## DIRECTIVE
Please rewrite the data starting at the line that contains "of the woman's" and running through the end, with "blonde" replaced by "dark" and everything else left unchanged.

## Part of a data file
** start **

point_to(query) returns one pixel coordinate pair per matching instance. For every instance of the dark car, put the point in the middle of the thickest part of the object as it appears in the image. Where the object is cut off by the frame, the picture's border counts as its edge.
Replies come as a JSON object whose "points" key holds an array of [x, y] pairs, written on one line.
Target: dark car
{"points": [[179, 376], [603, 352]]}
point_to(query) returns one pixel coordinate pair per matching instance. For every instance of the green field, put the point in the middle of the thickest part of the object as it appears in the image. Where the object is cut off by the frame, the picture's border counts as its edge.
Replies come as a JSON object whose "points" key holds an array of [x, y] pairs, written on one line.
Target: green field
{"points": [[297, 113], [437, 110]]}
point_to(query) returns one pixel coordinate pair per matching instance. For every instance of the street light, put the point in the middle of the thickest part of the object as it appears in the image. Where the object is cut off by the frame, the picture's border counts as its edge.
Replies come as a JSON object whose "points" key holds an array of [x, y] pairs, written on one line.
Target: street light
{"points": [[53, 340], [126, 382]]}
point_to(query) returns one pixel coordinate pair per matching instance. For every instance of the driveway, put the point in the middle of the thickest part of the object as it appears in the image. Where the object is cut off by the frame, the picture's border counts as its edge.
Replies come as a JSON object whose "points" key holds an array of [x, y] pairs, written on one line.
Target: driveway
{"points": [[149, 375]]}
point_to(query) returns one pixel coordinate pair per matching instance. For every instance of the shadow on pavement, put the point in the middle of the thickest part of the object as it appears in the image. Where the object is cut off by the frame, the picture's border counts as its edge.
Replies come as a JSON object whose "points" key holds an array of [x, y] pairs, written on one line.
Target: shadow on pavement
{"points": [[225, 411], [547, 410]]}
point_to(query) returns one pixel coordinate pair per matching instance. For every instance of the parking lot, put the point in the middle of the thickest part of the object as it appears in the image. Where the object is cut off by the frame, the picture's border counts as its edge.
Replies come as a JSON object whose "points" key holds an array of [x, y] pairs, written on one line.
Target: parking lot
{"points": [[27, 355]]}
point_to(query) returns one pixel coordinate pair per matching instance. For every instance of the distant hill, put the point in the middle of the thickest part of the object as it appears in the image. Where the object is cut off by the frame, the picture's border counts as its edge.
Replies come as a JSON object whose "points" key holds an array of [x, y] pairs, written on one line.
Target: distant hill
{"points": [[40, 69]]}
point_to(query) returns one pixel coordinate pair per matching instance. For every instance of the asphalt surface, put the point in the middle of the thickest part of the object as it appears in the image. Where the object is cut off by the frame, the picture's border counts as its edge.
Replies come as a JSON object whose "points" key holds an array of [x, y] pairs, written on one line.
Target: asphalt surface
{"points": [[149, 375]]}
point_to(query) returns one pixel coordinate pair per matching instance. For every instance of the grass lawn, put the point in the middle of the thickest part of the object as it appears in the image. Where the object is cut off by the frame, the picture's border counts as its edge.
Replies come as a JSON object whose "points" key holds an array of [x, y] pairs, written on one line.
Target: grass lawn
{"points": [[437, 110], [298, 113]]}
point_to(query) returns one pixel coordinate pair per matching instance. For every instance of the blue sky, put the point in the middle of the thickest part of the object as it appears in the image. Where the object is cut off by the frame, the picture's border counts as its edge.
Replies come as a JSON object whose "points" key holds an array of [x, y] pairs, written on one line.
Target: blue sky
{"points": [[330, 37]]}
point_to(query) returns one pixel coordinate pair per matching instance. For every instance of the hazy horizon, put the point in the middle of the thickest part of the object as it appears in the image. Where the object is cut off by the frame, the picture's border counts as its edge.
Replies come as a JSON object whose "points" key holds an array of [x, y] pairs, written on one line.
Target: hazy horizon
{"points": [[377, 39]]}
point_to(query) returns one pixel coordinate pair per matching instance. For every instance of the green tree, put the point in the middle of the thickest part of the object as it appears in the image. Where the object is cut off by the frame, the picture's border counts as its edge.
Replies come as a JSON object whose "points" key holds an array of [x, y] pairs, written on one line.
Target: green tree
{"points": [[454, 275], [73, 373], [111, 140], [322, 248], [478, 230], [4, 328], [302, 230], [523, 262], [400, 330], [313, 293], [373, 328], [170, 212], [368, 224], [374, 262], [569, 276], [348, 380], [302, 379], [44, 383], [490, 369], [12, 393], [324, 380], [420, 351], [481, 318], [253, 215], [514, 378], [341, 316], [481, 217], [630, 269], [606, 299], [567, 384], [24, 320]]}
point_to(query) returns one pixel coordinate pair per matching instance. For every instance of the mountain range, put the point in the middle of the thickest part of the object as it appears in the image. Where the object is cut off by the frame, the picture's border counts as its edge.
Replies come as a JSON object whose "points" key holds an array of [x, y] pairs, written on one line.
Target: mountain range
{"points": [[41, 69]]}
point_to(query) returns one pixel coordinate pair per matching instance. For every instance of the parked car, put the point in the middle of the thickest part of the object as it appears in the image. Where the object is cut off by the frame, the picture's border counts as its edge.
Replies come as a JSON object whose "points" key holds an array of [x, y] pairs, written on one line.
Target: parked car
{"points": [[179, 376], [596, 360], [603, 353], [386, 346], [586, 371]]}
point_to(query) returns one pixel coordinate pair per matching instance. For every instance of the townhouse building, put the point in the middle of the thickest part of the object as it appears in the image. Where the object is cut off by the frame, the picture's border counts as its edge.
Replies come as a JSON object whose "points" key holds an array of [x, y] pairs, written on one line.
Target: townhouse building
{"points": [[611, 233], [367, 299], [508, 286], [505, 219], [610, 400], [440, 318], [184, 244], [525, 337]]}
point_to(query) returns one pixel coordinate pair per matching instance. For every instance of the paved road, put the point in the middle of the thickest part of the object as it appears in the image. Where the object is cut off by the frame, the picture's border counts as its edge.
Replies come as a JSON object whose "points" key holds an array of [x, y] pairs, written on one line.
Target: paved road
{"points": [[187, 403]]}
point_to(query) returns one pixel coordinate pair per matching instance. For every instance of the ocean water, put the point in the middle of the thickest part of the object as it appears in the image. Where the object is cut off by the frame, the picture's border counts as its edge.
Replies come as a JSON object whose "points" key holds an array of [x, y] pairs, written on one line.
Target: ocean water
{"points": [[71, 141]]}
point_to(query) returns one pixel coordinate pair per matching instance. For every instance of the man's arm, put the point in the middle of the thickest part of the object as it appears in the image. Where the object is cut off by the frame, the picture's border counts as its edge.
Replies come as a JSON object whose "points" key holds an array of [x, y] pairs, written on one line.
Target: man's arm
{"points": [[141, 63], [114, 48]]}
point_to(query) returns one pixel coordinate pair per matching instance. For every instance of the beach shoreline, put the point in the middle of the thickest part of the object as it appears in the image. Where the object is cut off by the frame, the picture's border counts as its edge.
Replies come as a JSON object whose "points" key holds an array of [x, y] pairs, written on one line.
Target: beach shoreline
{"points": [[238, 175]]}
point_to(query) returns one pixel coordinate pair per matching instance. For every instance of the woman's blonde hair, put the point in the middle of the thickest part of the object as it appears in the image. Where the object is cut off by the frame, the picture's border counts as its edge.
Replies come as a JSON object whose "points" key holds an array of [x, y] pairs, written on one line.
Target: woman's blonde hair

** end **

## THE SOLUTION
point_to(query) returns one pixel coordinate pair per matching instance. For every instance of the woman's dark hair, put the point in the middle of the thickest part of the object as it appears in the image. Where the object is cut off by the frame, the picture's border counts as its edge.
Replies come as a JSON object whose "points" key holds an array of [x, y] pairs, written on one line.
Target: woman's dark hair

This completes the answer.